## START EXTRACT PROVIDED
Fall 2013 Courses
ENGLISH DEPARTMENT FALL 2013 COURSES
(Descriptions and meeting times may be subject to change.)
1-English 190 Section 1: Borders and Bridging: Passages (CPLT 190)
Introduction to Literary Study (W, 5T)
Lisa Haines Wright. 12:00Noon-1:50PM TTH
This course engages widely various texts, all of which foreground passage—movement from one location (physical and/or psycho-social) to another, quite different one—and focus on the generative complexity of ‘in-between'. Diverse as they are, they all confirm what postcolonial theorist Homi Bhabha has suggested: a “boundary becomes the place from which something begins its presencing.” What sorts of something? We'll ask that question of each text we engage and, by comparing the answers, cohere our course. Our primary task, though, is not to cover content, but to develop a skill: close reading. The course trains and practices interpretive analysis and analytic writing to interpretive ends. No prerequisite.
2-English 190 Section 2: Mackey Writers (CPLT 190, AMST)
Introduction to Literary Study (W, 5T)
Diane Lichtenstein. 11:15AM-12:20PM MWF
For more than 25 years, Beloit College has hosted eminent writers who hold the Lois Wilson Mackey '45 Distinguished Professorship of Creative Writing. We will read fiction, poetry, and non-fiction by a number of these Mackey Professors such as Ursula LeGuin, Denise Levertov, Pam Houston, Scott Russell Sanders, Billy Collins, Kevin Young, Li-Young Lee, Carolyn Kizer, and David Shields. English majors should register for English 190. No prerequisite.
## END EXTRACT PROVIDED
## START RECORD SET
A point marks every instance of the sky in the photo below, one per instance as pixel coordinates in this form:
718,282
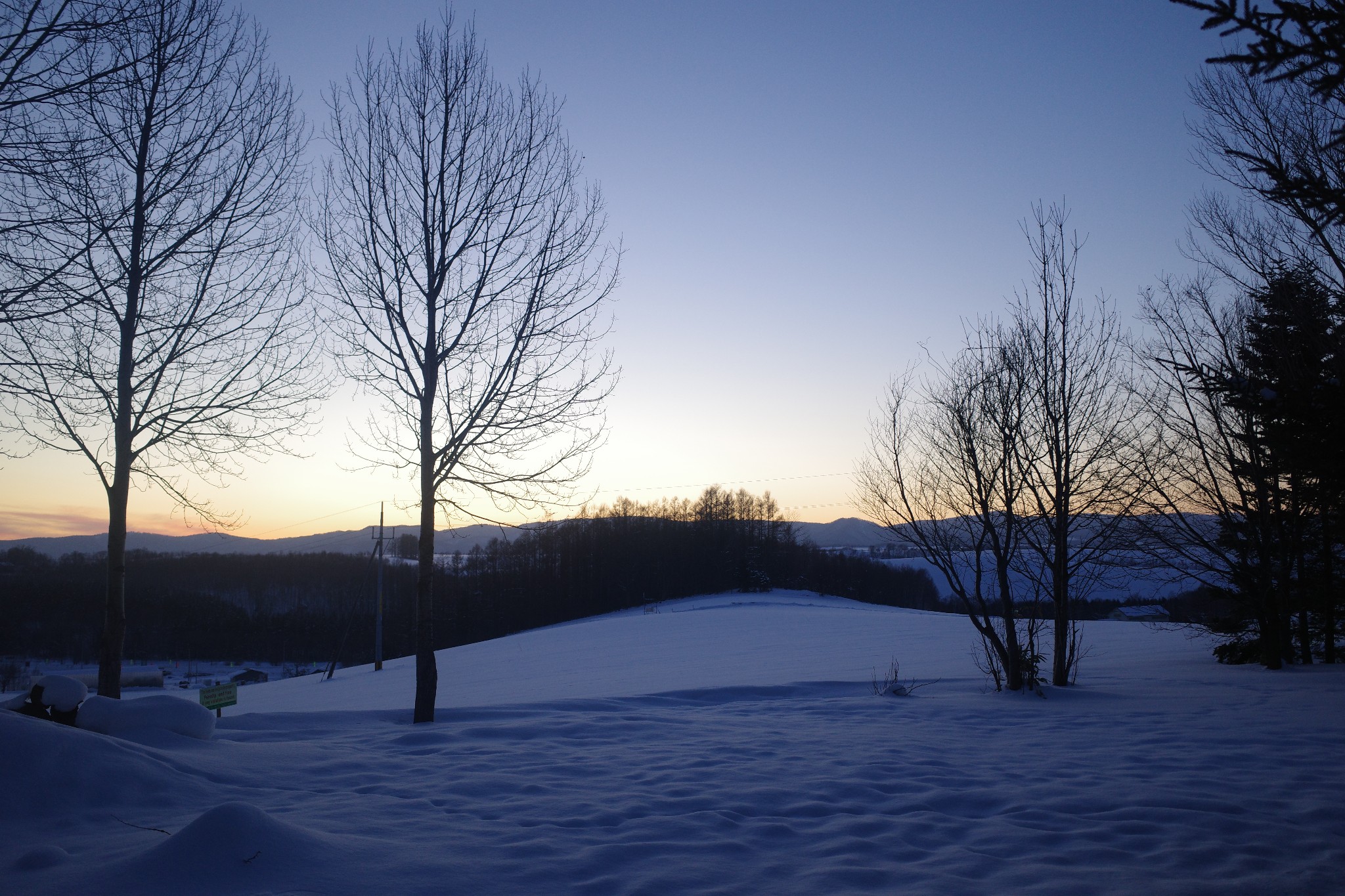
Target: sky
810,198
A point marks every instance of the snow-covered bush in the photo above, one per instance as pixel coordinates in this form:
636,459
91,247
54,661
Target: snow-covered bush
160,712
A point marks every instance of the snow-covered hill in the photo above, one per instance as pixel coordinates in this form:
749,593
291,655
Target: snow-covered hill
725,744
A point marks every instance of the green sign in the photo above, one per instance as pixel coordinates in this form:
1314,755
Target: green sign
219,696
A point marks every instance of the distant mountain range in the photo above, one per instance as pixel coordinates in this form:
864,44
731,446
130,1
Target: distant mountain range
841,534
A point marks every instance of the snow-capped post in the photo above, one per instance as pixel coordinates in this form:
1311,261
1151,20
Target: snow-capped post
466,257
219,696
378,595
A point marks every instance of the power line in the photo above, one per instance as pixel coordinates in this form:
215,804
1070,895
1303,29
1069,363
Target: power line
291,526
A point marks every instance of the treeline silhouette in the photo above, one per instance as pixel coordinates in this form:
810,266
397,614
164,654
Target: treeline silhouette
313,608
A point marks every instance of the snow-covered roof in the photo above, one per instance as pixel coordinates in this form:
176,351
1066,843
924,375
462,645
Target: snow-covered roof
1149,610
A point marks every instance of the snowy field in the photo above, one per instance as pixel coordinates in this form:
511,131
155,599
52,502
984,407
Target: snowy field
725,744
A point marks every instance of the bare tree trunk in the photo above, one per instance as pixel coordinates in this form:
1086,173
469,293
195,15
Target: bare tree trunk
427,672
1329,593
464,254
173,344
115,603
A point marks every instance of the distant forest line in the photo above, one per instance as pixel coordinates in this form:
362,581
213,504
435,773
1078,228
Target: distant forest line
311,608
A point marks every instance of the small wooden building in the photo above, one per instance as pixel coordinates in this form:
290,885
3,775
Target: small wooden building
1152,613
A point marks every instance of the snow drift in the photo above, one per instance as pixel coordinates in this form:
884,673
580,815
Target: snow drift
725,744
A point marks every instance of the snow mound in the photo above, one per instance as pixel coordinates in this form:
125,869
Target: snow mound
62,692
233,848
233,833
160,712
41,857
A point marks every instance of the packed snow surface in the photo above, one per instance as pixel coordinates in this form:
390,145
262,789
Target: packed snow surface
725,744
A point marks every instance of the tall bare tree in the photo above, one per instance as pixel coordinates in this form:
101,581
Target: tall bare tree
51,51
1078,441
468,259
944,475
183,344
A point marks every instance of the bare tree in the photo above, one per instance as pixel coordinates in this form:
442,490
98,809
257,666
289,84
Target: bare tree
51,51
182,344
1076,437
467,258
944,475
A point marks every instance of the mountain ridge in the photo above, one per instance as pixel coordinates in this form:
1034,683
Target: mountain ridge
838,534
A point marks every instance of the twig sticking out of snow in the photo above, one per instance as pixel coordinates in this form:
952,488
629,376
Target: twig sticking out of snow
143,828
892,684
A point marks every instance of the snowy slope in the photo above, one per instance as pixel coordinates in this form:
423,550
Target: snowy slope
720,746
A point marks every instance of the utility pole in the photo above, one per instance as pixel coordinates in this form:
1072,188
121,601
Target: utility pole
378,601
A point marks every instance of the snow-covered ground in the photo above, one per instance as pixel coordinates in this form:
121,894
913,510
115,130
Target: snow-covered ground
725,744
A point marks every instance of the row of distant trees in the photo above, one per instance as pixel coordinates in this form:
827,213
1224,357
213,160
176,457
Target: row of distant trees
156,309
1214,442
318,608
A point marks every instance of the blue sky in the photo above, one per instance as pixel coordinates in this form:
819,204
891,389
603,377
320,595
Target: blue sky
807,195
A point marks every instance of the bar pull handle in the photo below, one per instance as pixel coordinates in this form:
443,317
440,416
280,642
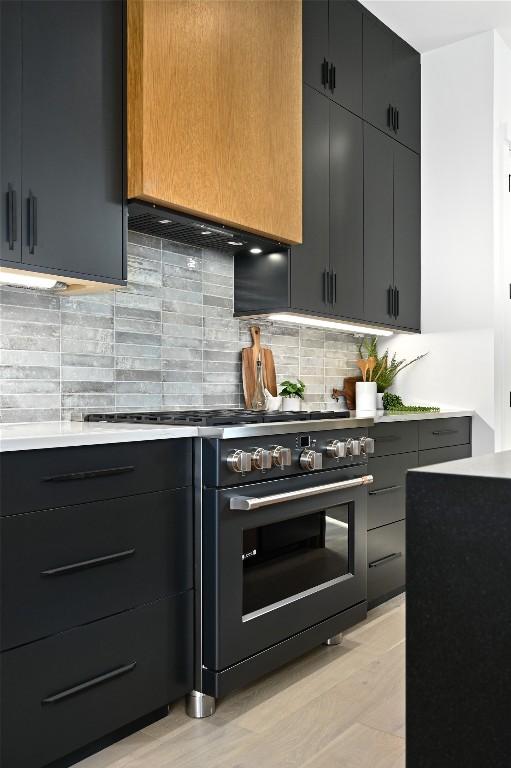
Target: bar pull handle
32,222
444,432
385,560
63,570
388,489
248,503
12,234
88,474
81,687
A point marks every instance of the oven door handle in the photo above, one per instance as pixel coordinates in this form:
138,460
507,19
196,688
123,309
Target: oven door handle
247,503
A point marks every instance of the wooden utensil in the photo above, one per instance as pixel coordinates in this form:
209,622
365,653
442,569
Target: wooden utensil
249,357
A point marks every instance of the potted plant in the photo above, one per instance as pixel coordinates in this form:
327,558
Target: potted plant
381,371
292,395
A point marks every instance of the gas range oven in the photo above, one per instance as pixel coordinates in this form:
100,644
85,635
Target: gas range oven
280,539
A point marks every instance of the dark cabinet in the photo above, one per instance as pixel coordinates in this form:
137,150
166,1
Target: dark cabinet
391,232
310,261
62,114
332,50
391,83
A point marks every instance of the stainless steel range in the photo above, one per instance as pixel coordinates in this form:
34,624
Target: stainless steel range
280,539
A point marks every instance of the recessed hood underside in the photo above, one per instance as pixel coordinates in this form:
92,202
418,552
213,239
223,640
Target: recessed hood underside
161,222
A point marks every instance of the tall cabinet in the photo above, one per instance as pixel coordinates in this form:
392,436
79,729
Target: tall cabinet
360,255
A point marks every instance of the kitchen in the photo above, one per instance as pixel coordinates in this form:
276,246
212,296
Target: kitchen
193,233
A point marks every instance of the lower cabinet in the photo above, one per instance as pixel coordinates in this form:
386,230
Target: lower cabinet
65,691
386,562
400,446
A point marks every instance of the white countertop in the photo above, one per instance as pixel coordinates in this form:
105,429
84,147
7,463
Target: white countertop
60,434
442,414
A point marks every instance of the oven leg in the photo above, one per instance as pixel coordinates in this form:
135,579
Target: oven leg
200,705
335,640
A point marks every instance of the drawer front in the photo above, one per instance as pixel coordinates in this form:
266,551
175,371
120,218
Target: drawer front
63,692
58,477
394,437
72,565
386,558
386,501
438,455
439,433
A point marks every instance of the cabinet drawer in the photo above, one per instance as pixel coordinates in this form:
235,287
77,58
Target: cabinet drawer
58,477
386,558
68,566
63,692
394,437
438,433
386,496
438,455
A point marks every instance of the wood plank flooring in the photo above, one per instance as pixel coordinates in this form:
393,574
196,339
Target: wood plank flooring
336,707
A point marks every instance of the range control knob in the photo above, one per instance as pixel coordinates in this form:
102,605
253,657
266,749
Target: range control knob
280,456
336,449
352,447
367,445
239,461
311,460
261,458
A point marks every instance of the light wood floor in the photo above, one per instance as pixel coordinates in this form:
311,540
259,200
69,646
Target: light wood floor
337,707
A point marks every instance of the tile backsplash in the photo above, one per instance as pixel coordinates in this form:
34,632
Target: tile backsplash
167,340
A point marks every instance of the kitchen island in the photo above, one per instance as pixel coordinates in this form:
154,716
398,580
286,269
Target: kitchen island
458,615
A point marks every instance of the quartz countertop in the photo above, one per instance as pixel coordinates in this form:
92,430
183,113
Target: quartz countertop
60,434
491,465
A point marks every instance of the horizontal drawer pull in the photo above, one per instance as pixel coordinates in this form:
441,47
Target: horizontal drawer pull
388,489
88,474
247,503
445,432
84,564
385,560
81,687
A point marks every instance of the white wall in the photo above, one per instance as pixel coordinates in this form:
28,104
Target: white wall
457,238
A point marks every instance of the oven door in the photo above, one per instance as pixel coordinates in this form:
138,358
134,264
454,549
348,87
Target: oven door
279,557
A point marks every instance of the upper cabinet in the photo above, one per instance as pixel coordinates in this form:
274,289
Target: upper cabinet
214,111
61,150
332,50
391,84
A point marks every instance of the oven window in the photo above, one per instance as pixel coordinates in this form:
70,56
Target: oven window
285,559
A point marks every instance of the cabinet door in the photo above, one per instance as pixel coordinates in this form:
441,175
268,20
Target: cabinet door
310,261
377,88
315,43
378,225
407,93
347,212
72,137
10,131
345,54
407,255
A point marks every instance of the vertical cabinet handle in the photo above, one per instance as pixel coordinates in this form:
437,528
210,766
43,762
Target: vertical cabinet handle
324,73
12,234
32,222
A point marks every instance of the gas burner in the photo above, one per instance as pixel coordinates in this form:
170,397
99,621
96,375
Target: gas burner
213,418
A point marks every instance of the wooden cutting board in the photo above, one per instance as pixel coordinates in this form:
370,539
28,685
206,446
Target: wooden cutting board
249,356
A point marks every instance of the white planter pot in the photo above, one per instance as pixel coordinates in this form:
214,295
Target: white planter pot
291,404
365,396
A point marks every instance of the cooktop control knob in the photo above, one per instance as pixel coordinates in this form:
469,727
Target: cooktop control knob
367,445
311,460
352,447
261,458
336,449
280,456
239,461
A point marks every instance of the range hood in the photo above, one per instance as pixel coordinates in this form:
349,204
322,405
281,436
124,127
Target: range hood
151,219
## END RECORD SET
● TASK DESCRIPTION
In the English department course listing above, rewrite the paragraph that begins "For more than 25 years" as a short bulleted list that keeps its main facts.

● THE SOLUTION
- Beloit College has hosted eminent writers for more than 25 years.
- These writers hold the Lois Wilson Mackey '45 Distinguished Professorship of Creative Writing.
- The course covers fiction, poetry, and non-fiction by a number of Mackey Professors, such as Ursula LeGuin, Denise Levertov, Pam Houston, Scott Russell Sanders, Billy Collins, Kevin Young, Li-Young Lee, Carolyn Kizer, and David Shields.
- English majors should register for English 190.
- There is no prerequisite.